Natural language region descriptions
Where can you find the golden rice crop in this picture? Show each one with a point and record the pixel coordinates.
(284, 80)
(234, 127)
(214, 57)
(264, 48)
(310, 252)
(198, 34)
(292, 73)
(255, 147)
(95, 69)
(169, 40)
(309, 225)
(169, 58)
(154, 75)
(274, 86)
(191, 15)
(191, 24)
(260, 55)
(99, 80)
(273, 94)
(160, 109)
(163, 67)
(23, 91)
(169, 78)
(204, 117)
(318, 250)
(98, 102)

### Task brief
Every record should be output precisely as it was given.

### Solution
Where can you find the golden rice crop in this picture? Show each one with a point and record the pixel coordinates.
(284, 80)
(234, 127)
(214, 57)
(264, 48)
(310, 252)
(198, 34)
(292, 73)
(255, 147)
(95, 69)
(169, 40)
(309, 225)
(169, 58)
(154, 75)
(274, 86)
(191, 15)
(191, 24)
(260, 55)
(99, 80)
(273, 94)
(160, 109)
(163, 67)
(23, 91)
(169, 78)
(204, 117)
(318, 250)
(98, 102)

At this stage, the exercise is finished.